::: SUPPLIED ENTRIES :::

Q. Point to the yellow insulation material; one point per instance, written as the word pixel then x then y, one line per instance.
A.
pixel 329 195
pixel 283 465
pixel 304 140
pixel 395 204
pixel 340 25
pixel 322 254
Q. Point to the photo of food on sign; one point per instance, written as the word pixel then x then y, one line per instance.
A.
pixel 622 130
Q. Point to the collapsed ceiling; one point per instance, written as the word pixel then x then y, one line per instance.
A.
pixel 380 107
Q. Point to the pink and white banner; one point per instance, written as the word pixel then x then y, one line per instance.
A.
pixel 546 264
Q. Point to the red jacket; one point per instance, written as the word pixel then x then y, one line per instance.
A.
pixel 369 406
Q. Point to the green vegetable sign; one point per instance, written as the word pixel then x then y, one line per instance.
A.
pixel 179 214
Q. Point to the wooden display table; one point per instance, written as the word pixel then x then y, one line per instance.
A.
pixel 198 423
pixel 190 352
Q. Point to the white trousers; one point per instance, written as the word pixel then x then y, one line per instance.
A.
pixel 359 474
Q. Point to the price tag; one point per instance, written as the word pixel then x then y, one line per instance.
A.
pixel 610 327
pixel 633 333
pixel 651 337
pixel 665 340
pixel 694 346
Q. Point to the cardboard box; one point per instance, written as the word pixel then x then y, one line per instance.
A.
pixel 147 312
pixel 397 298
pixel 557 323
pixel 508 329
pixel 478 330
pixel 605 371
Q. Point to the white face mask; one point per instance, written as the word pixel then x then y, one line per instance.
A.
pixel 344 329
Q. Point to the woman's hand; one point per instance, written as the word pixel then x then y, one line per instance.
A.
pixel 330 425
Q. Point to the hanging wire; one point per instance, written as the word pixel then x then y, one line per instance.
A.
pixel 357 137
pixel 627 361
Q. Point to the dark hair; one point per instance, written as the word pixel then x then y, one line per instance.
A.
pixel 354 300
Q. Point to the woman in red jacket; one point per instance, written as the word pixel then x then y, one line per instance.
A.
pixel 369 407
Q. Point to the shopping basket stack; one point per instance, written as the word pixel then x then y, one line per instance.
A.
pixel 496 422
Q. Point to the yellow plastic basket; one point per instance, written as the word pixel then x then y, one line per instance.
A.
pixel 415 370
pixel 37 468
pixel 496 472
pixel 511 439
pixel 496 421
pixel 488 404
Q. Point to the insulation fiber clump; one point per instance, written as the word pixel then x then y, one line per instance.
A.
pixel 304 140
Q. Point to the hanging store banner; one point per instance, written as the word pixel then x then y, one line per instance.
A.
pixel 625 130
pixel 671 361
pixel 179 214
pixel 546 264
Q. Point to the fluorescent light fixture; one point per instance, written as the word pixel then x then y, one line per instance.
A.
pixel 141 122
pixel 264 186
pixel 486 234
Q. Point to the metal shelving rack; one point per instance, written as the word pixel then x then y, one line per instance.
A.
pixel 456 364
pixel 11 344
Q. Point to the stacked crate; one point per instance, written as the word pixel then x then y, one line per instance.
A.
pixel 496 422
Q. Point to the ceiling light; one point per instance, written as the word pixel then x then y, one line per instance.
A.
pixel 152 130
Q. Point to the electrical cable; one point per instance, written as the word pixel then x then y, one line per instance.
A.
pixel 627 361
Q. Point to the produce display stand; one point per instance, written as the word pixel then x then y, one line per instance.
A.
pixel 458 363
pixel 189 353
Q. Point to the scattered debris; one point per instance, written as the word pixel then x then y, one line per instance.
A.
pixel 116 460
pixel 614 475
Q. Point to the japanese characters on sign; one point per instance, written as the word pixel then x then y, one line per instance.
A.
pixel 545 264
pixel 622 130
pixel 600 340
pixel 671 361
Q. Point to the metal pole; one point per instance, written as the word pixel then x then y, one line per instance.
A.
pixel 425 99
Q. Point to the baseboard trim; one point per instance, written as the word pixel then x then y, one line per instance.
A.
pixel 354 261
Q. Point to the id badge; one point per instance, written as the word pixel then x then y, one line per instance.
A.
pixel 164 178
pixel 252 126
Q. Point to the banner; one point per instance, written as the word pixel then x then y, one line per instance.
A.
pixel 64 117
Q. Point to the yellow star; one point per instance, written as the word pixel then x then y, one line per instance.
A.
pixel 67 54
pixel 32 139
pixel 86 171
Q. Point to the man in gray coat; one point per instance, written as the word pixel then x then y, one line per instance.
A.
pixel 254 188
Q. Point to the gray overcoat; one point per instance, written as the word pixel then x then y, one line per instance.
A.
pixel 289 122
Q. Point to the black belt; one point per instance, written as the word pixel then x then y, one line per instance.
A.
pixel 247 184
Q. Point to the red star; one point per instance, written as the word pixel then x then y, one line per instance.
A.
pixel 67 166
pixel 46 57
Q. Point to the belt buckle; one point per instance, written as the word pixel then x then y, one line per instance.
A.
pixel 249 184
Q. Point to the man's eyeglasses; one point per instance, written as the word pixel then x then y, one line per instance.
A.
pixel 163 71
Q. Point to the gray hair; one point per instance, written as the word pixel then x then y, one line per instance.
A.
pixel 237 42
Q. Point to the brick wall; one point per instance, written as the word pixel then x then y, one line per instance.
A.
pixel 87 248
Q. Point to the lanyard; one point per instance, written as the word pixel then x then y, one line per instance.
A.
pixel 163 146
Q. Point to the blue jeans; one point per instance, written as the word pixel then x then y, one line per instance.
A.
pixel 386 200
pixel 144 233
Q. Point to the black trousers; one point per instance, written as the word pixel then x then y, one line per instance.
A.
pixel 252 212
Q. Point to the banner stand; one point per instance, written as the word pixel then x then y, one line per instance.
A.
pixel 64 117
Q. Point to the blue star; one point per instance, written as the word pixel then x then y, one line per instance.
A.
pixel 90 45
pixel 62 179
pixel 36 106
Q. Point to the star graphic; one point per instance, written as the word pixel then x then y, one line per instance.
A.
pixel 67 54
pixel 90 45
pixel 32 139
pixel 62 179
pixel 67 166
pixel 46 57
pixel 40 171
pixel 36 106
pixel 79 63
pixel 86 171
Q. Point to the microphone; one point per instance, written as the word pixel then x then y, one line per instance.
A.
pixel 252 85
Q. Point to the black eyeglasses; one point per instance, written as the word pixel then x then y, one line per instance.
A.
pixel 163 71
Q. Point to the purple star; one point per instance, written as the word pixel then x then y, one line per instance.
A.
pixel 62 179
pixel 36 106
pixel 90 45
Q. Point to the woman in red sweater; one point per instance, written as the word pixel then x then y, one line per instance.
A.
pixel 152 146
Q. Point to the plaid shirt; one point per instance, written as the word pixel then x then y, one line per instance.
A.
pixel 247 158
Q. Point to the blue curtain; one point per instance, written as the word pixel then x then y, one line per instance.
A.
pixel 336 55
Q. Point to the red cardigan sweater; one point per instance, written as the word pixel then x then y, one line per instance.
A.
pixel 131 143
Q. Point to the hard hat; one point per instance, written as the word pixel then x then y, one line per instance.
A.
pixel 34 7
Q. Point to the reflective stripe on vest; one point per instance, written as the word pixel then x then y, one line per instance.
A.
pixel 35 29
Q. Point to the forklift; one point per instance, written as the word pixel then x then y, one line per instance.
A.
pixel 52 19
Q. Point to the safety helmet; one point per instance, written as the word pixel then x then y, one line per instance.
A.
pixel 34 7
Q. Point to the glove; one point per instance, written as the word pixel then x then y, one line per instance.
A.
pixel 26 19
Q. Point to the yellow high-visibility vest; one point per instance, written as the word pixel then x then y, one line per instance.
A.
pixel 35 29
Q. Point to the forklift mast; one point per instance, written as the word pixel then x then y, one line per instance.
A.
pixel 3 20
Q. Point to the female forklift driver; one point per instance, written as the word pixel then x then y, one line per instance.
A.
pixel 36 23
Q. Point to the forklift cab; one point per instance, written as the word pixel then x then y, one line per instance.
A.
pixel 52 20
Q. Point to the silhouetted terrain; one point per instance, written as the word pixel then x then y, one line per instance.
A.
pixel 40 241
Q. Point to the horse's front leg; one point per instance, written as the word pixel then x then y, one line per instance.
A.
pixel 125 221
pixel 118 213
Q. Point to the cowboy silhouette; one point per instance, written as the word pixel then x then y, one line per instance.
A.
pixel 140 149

:::

▶ _INSTRUCTIONS TO FOLLOW_
Repeat exactly, and only, the lines from the one containing "Q. Point to the horse's" through the last line above.

▶ _ANSWER BELOW_
Q. Point to the horse's front leg; one point per instance, written as the word pixel then x then y, one line per instance.
A.
pixel 125 221
pixel 118 213
Q. Point to the cowboy silhouette; one point per instance, written as the word pixel then x then y, one line per instance.
A.
pixel 140 149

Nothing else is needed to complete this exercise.